* **Task directions**: Write out the entries below exactly, from the first line to the one with "find sunflower bud", both ends included.
Top of Source data
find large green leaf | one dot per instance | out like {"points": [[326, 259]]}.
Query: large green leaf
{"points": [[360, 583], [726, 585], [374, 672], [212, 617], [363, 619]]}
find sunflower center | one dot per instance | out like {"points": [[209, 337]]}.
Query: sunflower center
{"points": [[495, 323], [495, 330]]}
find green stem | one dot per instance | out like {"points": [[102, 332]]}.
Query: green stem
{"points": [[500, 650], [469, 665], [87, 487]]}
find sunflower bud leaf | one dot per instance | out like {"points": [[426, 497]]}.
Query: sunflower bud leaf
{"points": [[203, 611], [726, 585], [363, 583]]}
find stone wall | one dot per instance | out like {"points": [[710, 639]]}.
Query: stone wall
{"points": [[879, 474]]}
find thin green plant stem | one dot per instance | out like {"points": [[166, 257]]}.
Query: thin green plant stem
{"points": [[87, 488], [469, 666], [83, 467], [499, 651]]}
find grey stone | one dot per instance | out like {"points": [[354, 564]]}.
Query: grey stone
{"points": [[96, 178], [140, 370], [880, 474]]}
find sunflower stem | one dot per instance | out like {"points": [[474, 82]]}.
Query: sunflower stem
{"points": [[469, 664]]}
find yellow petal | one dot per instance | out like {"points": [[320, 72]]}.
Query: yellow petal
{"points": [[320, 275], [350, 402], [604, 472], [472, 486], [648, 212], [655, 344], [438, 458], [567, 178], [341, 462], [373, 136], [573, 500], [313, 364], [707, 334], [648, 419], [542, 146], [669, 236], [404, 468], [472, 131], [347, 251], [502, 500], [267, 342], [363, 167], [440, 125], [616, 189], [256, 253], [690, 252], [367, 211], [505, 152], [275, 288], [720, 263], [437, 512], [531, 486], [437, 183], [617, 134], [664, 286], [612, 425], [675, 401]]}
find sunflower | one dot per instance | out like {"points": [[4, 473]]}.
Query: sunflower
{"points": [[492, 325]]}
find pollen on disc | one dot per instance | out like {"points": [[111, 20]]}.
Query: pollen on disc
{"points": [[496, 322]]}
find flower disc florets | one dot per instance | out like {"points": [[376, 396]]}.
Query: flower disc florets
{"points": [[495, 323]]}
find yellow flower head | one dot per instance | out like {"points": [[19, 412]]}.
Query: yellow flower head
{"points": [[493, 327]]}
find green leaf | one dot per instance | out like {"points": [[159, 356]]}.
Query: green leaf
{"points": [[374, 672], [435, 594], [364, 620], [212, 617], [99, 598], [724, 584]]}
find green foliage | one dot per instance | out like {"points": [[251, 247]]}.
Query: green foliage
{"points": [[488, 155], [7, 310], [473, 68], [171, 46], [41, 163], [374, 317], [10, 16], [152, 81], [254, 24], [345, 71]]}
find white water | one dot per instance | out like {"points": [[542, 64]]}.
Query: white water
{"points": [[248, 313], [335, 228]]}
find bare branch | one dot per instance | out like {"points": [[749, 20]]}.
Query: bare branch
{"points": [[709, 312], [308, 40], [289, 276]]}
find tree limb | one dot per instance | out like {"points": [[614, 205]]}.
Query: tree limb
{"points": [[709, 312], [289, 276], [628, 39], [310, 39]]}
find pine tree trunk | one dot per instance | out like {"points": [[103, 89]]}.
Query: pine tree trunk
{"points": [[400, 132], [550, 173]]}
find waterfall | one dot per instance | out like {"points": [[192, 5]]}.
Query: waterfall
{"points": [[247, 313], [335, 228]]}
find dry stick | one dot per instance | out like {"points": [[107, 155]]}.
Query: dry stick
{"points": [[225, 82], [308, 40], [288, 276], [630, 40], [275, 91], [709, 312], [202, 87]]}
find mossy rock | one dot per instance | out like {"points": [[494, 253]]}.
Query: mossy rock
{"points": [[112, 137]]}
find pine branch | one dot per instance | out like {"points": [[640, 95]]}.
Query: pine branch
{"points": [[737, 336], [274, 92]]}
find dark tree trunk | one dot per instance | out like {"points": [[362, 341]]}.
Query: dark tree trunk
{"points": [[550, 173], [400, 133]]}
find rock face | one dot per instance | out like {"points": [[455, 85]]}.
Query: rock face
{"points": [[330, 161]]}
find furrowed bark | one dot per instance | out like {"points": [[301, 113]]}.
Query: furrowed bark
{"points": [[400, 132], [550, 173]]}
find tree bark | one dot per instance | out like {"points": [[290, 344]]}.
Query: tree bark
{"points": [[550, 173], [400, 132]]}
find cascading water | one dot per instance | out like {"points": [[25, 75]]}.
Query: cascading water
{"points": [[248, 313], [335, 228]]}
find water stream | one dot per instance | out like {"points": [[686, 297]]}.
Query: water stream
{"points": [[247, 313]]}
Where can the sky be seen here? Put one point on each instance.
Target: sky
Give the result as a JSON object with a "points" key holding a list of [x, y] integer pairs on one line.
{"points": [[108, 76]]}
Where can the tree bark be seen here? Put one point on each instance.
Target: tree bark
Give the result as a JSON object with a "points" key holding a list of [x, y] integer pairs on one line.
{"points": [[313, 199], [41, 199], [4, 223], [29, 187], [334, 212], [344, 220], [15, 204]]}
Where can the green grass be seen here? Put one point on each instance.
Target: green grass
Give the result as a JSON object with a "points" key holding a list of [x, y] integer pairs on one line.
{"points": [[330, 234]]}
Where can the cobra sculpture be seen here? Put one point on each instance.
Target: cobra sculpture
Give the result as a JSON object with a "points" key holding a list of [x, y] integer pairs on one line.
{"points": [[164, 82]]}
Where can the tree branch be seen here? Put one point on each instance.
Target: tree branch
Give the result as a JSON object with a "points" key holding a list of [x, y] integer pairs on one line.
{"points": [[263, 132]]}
Bottom of Source data
* **Exercise output**:
find large green leaf | one dot per instance | out like {"points": [[326, 259]]}.
Query: large green leaf
{"points": [[360, 583], [726, 585], [374, 672], [212, 617], [363, 619]]}
find sunflower center | one dot per instance | out like {"points": [[209, 337]]}.
Query: sunflower center
{"points": [[495, 323], [495, 330]]}
find green stem | one dot per instance | out like {"points": [[102, 332]]}.
Query: green stem
{"points": [[500, 650], [469, 665], [87, 487]]}
find sunflower bud leaf | one dot per instance | out like {"points": [[426, 497]]}.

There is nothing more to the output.